**TEXT**:
──────────
University of Pittsburgh
October 20, 2004

Pitt Team Developing Device to Facilitate Blinking in Patients with Facial Nerve Palsy

'Blink Right' team will display invention prototype Oct. 23 at Smithsonian Museum of American History
Contact:  412-624-4147

PITTSBURGH—A team of University of Pittsburgh students and professors will display its invention—a prosthetic device to stimulate blinking in patients suffering from facial nerve palsy—Oct. 23 at the Smithsonian Museum of American History in Washington, D.C.

Pitt's team is one of only six from colleges and universities across the country that have been invited to present working prototypes of their inventions during "Building Bionic Bodies," a two-day (Oct. 23-24) event that will examine the physical, ethical, social, and emotional consequences of implant technology. The event is sponsored by the Smithsonian's Lemelson Center for the Study of Invention and Innovation and by the National Collegiate Inventors and Innovators Alliance (NCIIA).
──────────
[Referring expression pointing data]

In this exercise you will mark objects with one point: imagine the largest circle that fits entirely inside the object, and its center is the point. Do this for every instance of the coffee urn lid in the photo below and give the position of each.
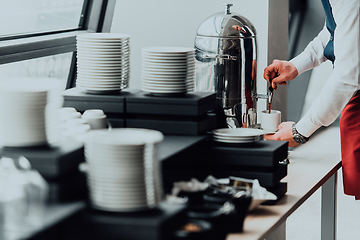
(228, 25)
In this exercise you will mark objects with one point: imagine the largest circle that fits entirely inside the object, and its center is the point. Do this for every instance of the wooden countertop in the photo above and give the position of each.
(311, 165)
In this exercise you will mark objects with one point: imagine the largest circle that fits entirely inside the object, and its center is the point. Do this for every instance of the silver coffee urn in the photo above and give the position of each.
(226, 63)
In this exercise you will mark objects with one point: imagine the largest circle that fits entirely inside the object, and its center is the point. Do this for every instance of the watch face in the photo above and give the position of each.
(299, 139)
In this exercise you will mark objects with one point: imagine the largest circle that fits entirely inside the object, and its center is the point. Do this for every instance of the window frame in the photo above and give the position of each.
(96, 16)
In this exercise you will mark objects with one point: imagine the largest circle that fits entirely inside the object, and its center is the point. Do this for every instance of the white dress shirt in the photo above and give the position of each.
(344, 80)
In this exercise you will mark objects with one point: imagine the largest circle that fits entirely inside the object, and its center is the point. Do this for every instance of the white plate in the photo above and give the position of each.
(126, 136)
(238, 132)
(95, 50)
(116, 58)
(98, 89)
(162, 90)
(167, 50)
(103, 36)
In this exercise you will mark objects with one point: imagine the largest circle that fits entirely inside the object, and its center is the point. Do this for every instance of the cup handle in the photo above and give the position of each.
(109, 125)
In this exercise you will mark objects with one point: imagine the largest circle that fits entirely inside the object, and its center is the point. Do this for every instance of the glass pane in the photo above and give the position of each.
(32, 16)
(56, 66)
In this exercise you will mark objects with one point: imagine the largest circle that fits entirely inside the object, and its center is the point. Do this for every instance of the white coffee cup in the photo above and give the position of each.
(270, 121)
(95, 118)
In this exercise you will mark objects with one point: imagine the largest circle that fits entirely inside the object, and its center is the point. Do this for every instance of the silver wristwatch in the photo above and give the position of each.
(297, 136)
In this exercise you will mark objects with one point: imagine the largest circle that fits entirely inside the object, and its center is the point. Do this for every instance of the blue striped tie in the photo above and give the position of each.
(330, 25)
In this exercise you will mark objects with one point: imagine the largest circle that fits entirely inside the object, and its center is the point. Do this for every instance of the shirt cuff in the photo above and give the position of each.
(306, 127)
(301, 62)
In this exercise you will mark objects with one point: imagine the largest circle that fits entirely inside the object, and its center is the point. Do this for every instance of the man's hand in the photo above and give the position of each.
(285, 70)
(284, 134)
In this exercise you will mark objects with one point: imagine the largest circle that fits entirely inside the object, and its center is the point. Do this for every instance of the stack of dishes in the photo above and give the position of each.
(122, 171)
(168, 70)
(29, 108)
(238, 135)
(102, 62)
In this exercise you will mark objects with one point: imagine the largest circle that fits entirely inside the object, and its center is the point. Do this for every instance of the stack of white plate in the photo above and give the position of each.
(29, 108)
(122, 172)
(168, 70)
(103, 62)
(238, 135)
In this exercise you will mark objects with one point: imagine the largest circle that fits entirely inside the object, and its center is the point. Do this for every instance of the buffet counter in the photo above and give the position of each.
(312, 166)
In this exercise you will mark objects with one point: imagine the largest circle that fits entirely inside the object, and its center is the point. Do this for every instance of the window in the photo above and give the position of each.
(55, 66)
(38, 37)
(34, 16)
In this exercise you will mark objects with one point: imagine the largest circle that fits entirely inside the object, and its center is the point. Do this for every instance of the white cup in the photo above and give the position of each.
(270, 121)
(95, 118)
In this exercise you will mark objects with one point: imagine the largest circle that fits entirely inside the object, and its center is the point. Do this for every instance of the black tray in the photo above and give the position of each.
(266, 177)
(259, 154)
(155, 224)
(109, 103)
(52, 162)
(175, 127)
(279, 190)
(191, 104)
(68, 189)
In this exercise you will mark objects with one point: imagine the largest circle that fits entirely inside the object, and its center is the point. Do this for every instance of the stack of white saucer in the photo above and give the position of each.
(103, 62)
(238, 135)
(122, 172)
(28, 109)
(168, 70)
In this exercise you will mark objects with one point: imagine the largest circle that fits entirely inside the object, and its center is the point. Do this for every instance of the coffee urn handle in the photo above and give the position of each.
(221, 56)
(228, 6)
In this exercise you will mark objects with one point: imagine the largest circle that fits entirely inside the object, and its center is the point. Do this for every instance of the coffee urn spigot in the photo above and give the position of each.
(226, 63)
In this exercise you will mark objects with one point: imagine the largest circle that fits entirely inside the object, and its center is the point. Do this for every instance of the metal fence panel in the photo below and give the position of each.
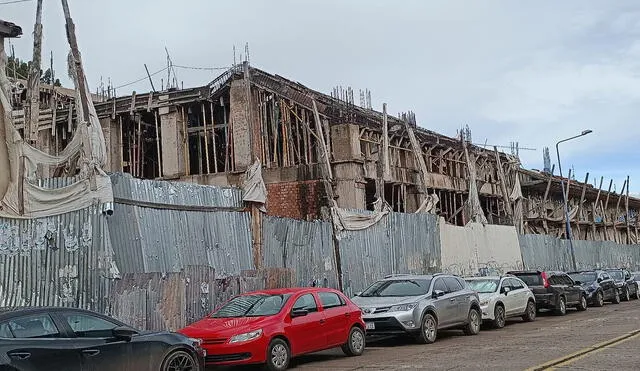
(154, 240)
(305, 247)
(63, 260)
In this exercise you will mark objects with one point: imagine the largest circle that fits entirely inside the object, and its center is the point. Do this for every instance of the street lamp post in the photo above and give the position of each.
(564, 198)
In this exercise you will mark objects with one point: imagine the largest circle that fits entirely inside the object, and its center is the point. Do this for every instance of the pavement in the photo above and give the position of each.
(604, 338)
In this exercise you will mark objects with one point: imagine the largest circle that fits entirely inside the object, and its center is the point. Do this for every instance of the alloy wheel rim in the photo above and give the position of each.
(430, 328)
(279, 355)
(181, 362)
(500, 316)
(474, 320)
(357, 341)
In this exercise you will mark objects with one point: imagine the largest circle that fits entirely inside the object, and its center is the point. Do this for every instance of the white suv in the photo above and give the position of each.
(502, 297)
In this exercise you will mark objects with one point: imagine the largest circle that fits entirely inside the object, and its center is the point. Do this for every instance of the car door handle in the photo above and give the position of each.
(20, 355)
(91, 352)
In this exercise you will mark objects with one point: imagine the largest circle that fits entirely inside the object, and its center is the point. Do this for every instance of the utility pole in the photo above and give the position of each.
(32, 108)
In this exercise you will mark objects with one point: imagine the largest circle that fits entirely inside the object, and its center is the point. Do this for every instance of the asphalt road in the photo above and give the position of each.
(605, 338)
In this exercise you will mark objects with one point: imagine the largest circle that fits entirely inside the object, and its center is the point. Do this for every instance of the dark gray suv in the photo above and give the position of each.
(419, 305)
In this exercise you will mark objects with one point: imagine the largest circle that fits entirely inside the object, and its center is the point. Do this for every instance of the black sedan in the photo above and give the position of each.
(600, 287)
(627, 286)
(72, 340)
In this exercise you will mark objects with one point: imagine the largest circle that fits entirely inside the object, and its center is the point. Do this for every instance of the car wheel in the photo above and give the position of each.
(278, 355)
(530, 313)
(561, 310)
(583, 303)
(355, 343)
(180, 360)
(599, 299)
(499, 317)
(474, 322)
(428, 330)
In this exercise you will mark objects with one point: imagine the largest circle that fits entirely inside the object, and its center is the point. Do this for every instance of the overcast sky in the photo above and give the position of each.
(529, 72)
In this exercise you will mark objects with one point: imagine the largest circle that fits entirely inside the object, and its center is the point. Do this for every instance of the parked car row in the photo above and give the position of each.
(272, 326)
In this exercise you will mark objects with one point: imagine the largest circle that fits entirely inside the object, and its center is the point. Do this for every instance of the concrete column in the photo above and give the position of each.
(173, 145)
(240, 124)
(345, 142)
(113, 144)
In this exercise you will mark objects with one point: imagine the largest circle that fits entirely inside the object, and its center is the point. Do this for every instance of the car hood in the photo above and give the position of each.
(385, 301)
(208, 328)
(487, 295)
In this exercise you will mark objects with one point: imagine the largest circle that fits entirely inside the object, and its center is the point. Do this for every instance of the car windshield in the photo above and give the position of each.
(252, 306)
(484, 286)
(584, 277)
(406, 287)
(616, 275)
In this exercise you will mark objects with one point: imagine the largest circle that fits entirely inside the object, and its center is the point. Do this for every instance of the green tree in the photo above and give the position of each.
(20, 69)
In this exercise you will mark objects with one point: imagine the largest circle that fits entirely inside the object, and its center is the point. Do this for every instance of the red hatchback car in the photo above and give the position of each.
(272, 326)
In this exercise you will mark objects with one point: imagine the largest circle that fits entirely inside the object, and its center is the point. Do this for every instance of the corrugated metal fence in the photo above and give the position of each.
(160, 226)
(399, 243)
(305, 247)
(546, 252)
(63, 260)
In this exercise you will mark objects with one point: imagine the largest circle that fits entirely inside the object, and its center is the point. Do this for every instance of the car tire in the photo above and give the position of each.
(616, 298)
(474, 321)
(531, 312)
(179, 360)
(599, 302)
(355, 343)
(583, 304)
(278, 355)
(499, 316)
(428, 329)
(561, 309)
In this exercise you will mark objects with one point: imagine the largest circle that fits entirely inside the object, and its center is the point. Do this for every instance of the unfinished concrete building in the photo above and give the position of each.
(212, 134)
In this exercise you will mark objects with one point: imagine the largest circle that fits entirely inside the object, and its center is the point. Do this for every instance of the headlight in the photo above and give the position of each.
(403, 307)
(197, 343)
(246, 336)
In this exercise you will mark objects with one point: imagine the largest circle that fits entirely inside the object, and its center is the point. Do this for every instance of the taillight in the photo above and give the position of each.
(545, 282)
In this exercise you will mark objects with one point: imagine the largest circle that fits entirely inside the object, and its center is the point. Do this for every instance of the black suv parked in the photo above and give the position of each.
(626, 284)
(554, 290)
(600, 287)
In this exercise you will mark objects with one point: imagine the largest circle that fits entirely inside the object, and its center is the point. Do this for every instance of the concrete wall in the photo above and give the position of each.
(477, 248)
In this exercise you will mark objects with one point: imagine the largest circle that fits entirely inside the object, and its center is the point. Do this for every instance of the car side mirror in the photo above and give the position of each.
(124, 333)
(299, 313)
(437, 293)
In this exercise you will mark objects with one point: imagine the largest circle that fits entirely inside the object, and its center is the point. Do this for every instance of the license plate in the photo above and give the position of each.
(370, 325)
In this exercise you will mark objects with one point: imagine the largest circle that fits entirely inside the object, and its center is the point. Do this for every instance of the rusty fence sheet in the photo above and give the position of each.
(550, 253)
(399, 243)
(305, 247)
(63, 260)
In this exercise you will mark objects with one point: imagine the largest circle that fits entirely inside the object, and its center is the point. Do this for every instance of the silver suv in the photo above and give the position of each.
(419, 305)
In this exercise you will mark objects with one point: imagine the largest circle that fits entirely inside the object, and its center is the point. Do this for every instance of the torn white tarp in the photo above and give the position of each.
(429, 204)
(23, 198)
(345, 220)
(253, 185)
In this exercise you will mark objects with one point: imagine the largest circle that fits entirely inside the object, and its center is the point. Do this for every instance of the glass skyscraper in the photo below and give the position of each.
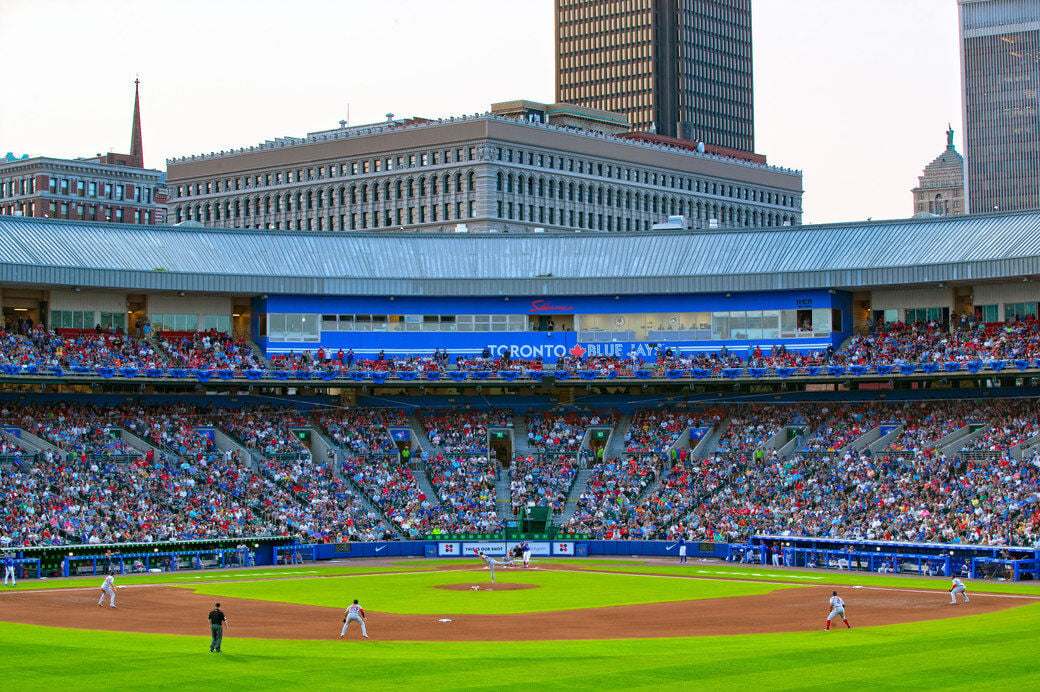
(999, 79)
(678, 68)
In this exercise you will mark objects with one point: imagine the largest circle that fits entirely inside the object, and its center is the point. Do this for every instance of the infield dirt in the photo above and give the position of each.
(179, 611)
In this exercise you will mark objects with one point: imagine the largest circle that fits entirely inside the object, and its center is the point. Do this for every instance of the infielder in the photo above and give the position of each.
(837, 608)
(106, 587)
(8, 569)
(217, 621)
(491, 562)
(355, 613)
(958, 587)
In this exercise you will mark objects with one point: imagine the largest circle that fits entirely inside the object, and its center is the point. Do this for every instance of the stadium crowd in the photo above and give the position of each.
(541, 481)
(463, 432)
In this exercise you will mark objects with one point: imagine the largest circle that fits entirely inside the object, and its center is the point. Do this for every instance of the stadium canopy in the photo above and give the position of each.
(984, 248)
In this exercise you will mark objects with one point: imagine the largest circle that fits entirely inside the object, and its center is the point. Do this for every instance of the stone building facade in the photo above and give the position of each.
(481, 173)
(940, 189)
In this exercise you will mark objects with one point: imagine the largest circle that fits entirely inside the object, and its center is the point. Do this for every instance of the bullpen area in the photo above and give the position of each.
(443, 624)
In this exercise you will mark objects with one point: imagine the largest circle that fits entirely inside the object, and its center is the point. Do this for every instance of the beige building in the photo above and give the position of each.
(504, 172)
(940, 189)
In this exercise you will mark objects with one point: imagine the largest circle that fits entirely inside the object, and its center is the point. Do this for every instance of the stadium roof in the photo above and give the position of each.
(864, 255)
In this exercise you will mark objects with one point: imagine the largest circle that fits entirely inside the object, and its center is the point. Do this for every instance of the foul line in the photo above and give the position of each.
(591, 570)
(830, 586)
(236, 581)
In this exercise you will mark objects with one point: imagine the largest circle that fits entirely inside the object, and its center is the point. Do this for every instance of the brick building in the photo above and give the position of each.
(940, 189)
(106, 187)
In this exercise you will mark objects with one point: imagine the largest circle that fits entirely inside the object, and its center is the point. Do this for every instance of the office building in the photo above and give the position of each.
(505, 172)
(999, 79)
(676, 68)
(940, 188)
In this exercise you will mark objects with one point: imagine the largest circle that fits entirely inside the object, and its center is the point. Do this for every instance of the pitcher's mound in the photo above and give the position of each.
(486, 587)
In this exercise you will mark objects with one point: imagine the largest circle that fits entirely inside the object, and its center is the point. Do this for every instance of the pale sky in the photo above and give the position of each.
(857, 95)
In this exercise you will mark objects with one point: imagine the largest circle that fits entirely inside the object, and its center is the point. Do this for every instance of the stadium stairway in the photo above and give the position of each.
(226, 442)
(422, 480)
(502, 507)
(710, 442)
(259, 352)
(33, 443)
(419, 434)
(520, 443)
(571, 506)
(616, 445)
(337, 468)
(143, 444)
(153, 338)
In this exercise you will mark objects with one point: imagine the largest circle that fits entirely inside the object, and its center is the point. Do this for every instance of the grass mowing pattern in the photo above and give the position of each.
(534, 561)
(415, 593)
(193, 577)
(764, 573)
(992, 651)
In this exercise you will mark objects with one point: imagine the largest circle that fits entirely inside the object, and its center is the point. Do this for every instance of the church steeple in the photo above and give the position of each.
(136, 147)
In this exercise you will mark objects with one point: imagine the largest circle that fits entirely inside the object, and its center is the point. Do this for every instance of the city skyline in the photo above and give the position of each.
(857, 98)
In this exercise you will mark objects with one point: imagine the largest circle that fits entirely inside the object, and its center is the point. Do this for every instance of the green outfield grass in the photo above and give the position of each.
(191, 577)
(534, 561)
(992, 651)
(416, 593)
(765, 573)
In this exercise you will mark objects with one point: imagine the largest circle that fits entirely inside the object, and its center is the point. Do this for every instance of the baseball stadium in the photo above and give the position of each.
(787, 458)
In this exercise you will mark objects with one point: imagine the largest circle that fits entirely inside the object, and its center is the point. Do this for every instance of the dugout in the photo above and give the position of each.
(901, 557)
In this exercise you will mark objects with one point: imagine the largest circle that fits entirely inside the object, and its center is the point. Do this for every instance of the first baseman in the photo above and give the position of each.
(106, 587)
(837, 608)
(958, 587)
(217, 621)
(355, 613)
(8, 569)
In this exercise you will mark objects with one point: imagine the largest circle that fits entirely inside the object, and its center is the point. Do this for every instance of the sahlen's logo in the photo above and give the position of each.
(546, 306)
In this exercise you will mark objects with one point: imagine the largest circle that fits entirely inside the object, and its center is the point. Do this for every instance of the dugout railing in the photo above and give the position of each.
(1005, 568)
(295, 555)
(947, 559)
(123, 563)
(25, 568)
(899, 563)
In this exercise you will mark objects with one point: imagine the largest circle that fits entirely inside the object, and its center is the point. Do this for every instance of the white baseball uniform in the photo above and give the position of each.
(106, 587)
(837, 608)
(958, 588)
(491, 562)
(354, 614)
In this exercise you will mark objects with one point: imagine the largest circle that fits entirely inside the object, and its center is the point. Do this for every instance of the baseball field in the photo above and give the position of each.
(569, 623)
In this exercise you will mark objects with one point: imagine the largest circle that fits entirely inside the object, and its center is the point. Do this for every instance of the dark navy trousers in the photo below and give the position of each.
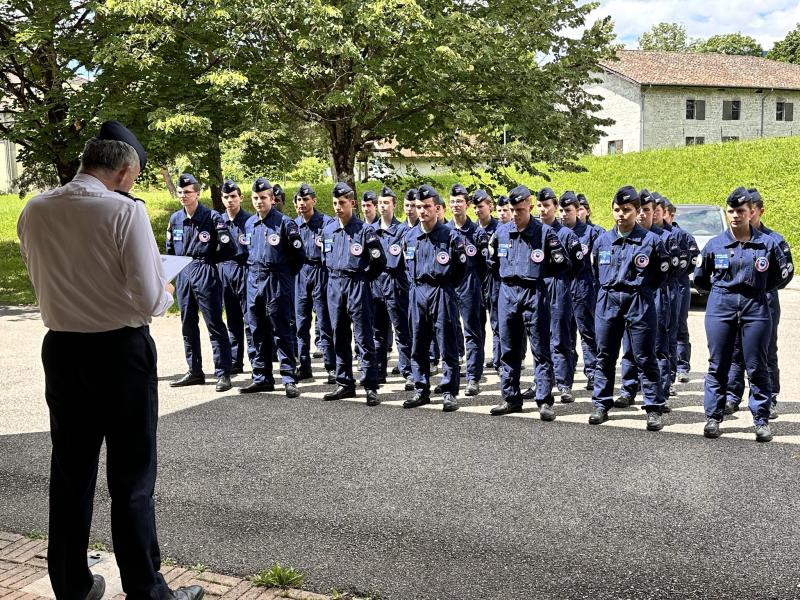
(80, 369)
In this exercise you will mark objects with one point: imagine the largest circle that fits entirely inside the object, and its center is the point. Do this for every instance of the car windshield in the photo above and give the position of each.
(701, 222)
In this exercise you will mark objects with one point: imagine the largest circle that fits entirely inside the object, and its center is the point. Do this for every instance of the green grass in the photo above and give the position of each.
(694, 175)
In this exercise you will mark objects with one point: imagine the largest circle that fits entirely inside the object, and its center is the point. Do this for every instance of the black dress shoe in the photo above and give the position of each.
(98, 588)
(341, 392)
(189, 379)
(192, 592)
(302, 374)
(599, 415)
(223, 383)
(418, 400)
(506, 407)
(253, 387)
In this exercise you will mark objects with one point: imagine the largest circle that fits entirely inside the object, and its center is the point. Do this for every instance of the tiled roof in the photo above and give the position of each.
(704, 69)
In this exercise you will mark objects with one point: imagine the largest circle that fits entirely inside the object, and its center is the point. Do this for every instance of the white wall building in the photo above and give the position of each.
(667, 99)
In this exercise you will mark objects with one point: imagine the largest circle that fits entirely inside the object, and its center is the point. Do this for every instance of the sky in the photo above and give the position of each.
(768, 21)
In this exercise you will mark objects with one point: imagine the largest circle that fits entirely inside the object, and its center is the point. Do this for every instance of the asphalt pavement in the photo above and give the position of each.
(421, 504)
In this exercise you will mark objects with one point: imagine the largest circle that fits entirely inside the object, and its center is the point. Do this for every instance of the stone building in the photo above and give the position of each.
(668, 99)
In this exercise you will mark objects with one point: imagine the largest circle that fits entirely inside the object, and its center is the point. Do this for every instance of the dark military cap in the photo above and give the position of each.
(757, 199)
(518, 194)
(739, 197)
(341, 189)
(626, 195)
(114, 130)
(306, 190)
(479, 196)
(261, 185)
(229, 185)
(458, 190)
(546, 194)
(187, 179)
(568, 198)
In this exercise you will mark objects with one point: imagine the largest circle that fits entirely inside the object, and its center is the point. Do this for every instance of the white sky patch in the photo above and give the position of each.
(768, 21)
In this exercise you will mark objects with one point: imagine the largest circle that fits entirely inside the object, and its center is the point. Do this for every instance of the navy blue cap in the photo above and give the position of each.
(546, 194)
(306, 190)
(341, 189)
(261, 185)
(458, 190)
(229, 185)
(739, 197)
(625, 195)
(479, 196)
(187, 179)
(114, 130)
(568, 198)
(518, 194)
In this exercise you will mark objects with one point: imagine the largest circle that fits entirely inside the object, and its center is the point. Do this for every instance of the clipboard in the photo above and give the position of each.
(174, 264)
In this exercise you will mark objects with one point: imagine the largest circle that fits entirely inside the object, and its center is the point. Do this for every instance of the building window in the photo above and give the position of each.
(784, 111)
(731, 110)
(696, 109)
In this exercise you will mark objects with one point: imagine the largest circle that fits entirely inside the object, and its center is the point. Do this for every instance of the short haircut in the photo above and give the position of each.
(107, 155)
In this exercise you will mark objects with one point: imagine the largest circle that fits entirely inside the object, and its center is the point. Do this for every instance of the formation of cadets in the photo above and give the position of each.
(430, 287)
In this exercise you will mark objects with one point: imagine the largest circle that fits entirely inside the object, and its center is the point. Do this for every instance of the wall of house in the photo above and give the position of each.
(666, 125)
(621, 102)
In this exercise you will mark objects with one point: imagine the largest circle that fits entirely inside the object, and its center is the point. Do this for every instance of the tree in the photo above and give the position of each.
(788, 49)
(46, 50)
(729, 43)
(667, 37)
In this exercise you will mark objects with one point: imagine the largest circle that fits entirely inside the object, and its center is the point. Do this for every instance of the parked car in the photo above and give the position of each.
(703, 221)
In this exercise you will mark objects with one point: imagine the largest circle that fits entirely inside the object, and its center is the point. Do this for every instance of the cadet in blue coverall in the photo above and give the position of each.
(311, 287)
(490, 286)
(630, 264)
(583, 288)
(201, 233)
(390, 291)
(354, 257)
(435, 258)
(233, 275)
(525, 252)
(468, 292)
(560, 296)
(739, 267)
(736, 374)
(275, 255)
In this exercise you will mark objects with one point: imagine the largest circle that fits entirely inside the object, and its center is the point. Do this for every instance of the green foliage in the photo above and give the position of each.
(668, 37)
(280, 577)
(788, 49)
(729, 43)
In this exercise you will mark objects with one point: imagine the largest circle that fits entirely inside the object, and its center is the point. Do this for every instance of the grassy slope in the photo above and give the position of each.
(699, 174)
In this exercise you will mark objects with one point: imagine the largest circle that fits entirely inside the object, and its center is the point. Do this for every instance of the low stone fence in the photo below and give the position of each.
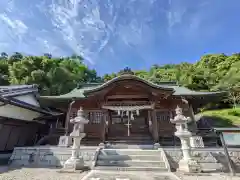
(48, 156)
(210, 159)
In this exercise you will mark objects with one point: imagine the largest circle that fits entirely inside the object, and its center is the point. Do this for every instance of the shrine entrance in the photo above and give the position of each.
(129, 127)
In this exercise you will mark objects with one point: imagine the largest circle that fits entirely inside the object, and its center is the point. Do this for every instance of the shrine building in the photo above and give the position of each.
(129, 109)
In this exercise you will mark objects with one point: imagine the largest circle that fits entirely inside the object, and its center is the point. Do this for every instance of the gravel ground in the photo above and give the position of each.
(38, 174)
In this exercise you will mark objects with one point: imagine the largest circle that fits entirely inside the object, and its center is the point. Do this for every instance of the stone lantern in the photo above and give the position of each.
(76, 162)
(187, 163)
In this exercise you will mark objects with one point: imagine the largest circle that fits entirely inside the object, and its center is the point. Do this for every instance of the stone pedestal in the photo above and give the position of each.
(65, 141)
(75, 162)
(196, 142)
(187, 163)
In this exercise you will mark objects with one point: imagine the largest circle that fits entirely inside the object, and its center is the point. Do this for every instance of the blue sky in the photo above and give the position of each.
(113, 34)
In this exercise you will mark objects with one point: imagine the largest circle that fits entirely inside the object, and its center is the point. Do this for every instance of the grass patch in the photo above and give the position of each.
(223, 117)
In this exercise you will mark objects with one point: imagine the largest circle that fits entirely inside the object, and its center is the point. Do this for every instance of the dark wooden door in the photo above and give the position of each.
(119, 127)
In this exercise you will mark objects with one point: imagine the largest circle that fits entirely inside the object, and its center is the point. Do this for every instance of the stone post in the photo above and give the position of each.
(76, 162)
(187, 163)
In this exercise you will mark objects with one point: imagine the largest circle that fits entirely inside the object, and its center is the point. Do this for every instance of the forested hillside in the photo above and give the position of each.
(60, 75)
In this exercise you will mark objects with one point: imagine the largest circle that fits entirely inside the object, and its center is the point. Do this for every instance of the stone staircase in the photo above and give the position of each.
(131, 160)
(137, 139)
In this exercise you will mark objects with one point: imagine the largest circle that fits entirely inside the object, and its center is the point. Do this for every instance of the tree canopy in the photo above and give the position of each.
──────────
**PARTS OF THE EXERCISE**:
1 > Answer from the news release about the blinking device:
(a) On what date will the team show its invention at the Smithsonian?
(b) How many teams from colleges and universities were invited to present working prototypes?
(c) Which two groups sponsor the "Building Bionic Bodies" event?
2 > Write the next few sentences of the news release about the blinking device, picking up right after its last sentence.

**RESPONSES IN ORDER**:
1 >
(a) Oct. 23
(b) Six
(c) The Smithsonian's Lemelson Center for the Study of Invention and Innovation and the National Collegiate Inventors and Innovators Alliance (NCIIA)

2 >
The Pitt invention employs silicon chips and radio frequency technology to facilitate blinking with both eyes in people with Bell's palsy (facial paralysis thought to be caused by virally induced swelling of the seventh optical nerve) and other facial nerve damage.

"People with damage to the seventh optical nerve typically lose the ability to blink with one of their eyes," noted Marlin H. Mickle, Nickolas A. DeCecco Professor in Pitt's Department of Electrical Engineering and a faculty adviser to the University's NCIIA-funded "E-Team." (The "E" stands for excellence and entrepreneurship.) "If you can't blink an eye, that eye is likely to go blind simply because it can't protect itself against dust and other irritants in the air." Current treatments for Bell's palsy include bathing the afflicted eye almost continually with artificial tears, sewing the eyelid nearly shut, and surgically attaching tiny weights inside the eyelid. "None of those is a good solution, and all of them block some of your vision in that eye," said Mickle.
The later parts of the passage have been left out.